▸ Exercise task
Recast everything from the start of the lines down to the line containing "Query: green metal fence" as a JSON list of strings, one per line, with blank lines and pictures left out.
*** Records provided ***
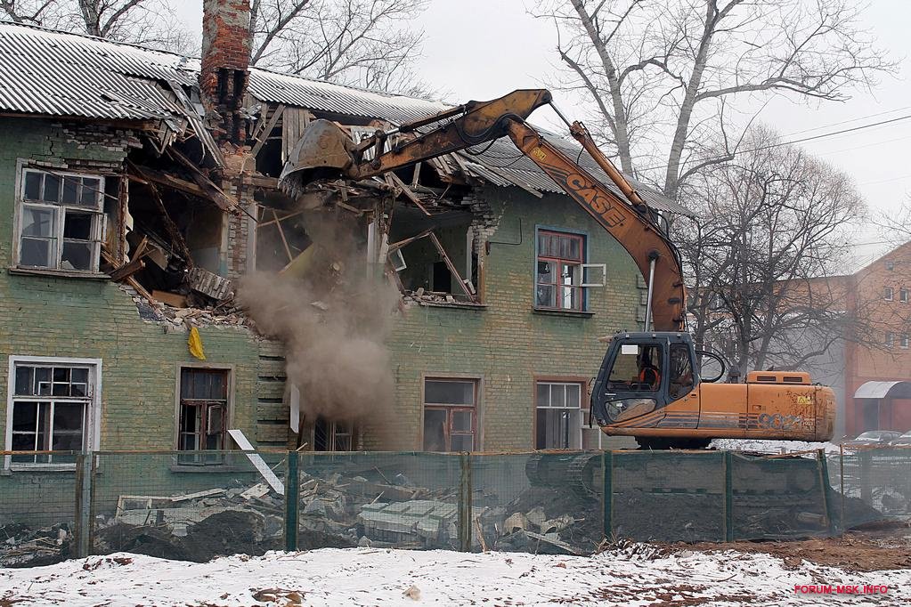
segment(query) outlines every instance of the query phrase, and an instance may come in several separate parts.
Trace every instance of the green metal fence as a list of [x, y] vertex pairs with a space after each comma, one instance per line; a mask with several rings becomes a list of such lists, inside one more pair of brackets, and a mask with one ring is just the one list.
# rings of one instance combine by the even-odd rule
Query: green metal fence
[[2, 455], [0, 566], [351, 546], [590, 554], [605, 538], [802, 538], [911, 518], [909, 449]]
***
▸ Solved problem
[
  "segment(query) outlines every instance of the query phrase, and an instance may come in several separate parts.",
  "Trace every instance of the green metal fence as a list of [x, y] vertex pairs with a space after each comma, one instance per line; a mask with several rings becomes a list of such lists, inside one more pair of brackets, and a mask with one ring is just the one list.",
  "# rings of one instance combine by the even-odd rule",
  "Query: green metal fence"
]